_Problema scritto_
Nel segmento del documento sui diritti delle persone lgbtqia+ in Europa, quale progresso ottenuto in Bulgaria viene citato?

┌─ Segmento del documento

Tuttavia, le forze in gioco sono molteplici. «In molti paesi europei abbiamo visto la volontà politica dei governi di avanzare ulteriormente nella protezione dei diritti fondamentali delle persone lgbtqia+. La Polonia è un esempio nella regione, dove si spera che presto la volontà politica si traduca in progressi legislativi sulla protezione dai crimini d’odio e il riconoscimento delle unioni tra persone dello stesso sesso», afferma Hugendubel, che lavora attivamente con numerosi gruppi di attivisti lgbtqia+ in giro per l’Europa. «In diversi Paesi dell’est ci sono gruppi attivi, vivaci ed efficaci che operano a livello nazionale ed europeo. Ad esempio, è grazie al lavoro di questi attivisti dietro le quinte che sono stati ottenuti progressi in Bulgaria, tra cui la prima legislazione pro-lgbtqia+ dopo 20 anni». Ma, precisa, «questi gruppi di attivisti lavorano con finanziamenti limitati e spesso in circostanze difficili, ed è una testimonianza della loro resilienza e dedizione che le radici del cambiamento positivo stanno crescendo in Bulgaria». Per questo, le sfide sono numerose, ma l’impegno e la determinazione di questi gruppi rappresentano una speranza concreta per un futuro più inclusivo in tutta Europa.

└─
┌─ Voci mostrate

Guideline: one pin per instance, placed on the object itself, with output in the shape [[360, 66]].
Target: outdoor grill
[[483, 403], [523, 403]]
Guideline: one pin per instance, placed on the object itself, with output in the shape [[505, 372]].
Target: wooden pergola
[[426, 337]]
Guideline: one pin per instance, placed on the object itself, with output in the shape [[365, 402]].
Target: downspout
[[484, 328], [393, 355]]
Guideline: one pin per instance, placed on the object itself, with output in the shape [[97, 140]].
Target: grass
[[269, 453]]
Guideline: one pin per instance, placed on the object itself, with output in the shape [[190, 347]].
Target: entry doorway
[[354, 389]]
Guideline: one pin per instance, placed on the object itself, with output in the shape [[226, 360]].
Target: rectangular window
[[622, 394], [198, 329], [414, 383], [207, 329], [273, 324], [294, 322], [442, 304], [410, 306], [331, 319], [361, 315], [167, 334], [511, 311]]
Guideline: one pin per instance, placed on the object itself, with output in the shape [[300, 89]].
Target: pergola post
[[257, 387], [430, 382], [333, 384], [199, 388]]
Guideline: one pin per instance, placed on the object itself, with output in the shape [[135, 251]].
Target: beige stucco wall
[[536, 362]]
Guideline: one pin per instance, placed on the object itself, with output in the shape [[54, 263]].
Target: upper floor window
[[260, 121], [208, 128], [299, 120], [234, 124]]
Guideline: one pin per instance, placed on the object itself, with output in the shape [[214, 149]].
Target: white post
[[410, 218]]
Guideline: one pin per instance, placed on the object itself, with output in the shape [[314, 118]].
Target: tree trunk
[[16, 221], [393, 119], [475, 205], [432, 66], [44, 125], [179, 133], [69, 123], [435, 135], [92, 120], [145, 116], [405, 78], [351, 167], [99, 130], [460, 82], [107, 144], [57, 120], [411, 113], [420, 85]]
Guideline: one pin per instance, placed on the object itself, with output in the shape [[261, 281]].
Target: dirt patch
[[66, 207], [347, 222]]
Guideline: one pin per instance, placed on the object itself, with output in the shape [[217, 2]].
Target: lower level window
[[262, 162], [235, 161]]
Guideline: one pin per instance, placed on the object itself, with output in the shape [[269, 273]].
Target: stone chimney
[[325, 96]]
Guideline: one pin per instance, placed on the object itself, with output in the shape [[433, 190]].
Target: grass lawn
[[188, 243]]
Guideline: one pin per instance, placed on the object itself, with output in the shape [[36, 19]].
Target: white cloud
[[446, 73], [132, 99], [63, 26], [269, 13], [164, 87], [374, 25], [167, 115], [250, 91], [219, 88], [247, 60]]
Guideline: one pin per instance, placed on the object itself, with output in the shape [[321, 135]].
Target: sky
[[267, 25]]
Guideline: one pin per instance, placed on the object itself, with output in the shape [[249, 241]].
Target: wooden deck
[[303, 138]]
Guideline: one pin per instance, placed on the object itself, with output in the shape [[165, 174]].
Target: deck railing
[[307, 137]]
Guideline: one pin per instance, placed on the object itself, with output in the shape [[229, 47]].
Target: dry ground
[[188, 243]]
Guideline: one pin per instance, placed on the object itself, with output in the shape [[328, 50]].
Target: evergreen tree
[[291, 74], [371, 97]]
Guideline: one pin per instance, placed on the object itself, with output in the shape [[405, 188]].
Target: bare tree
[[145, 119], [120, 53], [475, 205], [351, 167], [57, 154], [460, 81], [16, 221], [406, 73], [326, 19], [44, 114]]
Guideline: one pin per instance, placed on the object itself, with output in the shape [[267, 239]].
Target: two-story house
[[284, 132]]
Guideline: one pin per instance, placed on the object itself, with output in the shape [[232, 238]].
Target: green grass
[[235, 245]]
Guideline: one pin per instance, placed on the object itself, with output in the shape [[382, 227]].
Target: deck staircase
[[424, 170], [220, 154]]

└─

_Soluzione dell'esercizio_
In Bulgaria è stata ottenuta la prima legislazione pro-lgbtqia+ dopo 20 anni.